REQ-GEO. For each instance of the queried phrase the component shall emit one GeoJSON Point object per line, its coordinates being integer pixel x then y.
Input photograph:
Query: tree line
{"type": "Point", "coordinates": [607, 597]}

* * *

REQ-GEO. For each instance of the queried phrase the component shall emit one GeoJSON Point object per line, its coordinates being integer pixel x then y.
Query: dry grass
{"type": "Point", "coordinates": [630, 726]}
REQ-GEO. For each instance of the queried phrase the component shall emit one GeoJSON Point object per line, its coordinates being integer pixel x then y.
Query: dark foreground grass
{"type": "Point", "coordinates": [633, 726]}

• _Written instruction_: Collect every line of the listing above that contains the string "Query", matching case exactly, and copy those lines in their original order.

• _Written solution_:
Query: tree line
Query: dry grass
Query: dark foreground grass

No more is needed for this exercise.